(TASK 1):
Decide whether each statement agrees with the essay on abortion care. Answer yes or no for each, and quote the words of the essay that decide it.
(a) Abortion care in the writer's state was limited even while Roe v. Wade was in force.
(b) The writer has been able to talk and explain what they stand for.
(c) The 10-year-old girl was reported to have traveled from Kentucky.
(TASK 2): Retype the passage of the essay on abortion care that starts at "Today, in states" and ends at "it’s too late.".

┌─ EXTRACT

Caitlin Bernard is an obstetrician-gynecologist in Indiana. According to Indiana Department of Health records, she performed an abortion on a 10-year-old girl reported to have traveled from Ohio after being raped.
But for the past few weeks, life has been hard — for me and for my family. I’ve been called a liar. I’ve had my medical and ethical integrity questioned on national television by people who have never met me. I’ve been threatened. And I haven’t been able to talk and explain what I stand for.
My mission has always been to provide the best care to each patient who comes to me. This is based on my training as a physician and because I feel a moral and ethical obligation to provide compassionate care.
Even under the protections of Roe v. Wade, abortion care in my state has been limited and almost always urgent, difficult to access or both: She has been raped; she is bleeding; she has terrible heart disease; she is in an abusive relationship; she lives three hours away.
Every patient I see has a full life story, with a history and hopes and dreams. They are Christian, Muslim or atheist. They are children or grandmothers. They are doing their best to take care of themselves and their families. Most important, they had the constitutional right to seek an abortion legally, a right that has now been taken away.
For every patient who finds me, whose health or life improves under my care, who thanks me, I know I have made their world a little better. It is infinitely harder to be on the other side of the story now. Imagine being forced to tell someone in crisis: “I know how to take care of you, and I have everything needed right here, but our state government has told me I can’t.”
This goes against everything we stand for as physicians and everything we stand for as a society: compassion, love, respect, autonomy.
Today, in states with draconian abortion restrictions, we grapple with the heart-wrenching knowledge that our years of education, our honed practice, our teams’ painstaking preparations may be denied to patients who need us. Where the most vulnerable patients need our care, the government has tied our hands.
This is what keeps me up at night. As states move to severely limit abortion care or ban access entirely, health outcomes for girls and women will get worse. Patients will be forced to find care in faraway, unfamiliar places; to continue dangerous, traumatic or unwanted pregnancies; to turn to desperate measures. Some won’t be able to access care until it’s too late.

└─
┌─ MATERIAL PROVIDED

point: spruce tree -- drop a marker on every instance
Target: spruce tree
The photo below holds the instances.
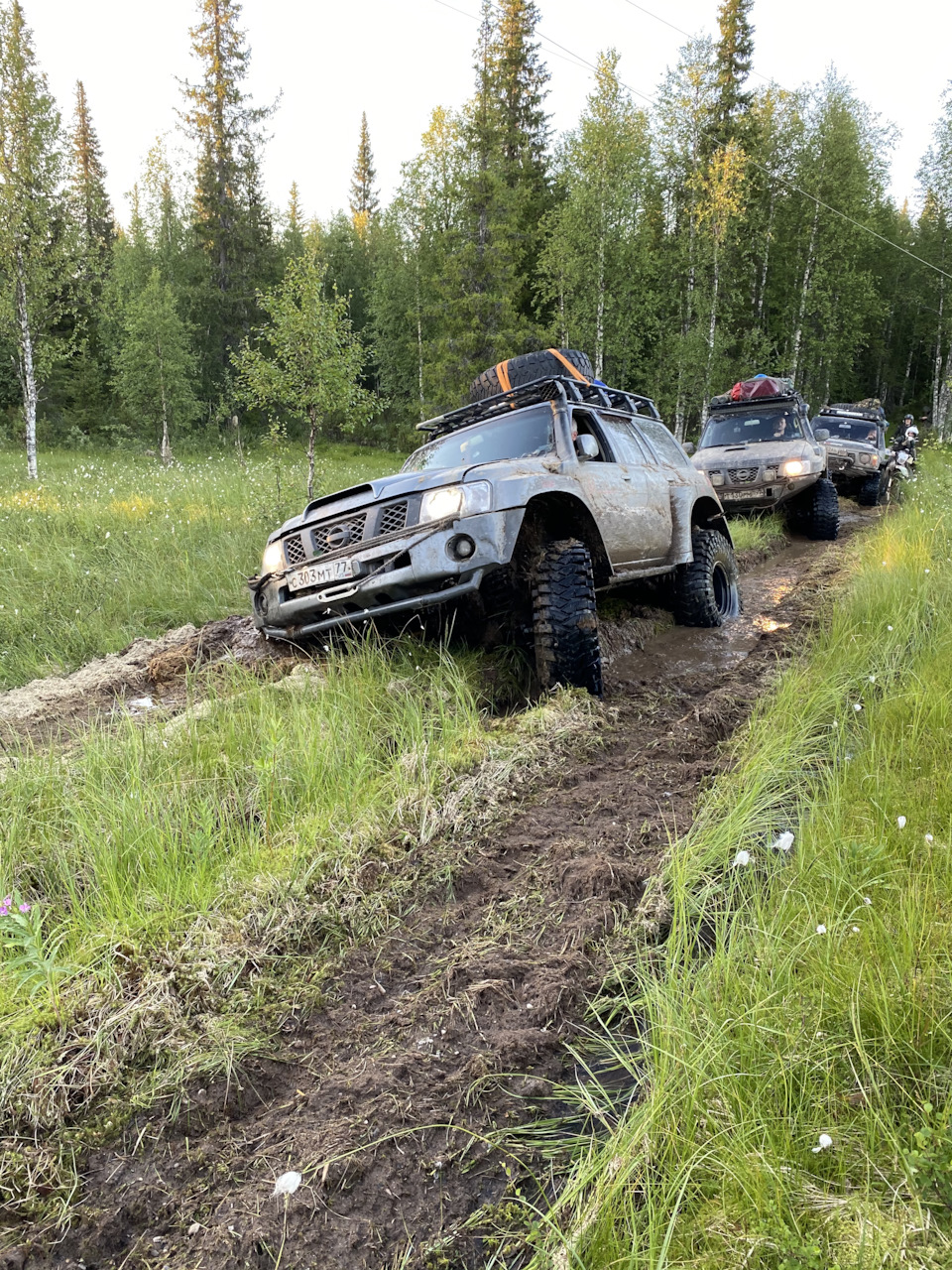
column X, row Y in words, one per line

└─

(TASK SOLUTION 1):
(a) Yes: "Even under the protections of Roe v. Wade, abortion care in my state has been limited and almost always urgent, difficult to access or both"
(b) No: "And I haven’t been able to talk and explain what I stand for."
(c) No: "reported to have traveled from Ohio after being raped"

(TASK SOLUTION 2):
Today, in states with draconian abortion restrictions, we grapple with the heart-wrenching knowledge that our years of education, our honed practice, our teams’ painstaking preparations may be denied to patients who need us. Where the most vulnerable patients need our care, the government has tied our hands.
This is what keeps me up at night. As states move to severely limit abortion care or ban access entirely, health outcomes for girls and women will get worse. Patients will be forced to find care in faraway, unfamiliar places; to continue dangerous, traumatic or unwanted pregnancies; to turn to desperate measures. Some won’t be able to access care until it’s too late.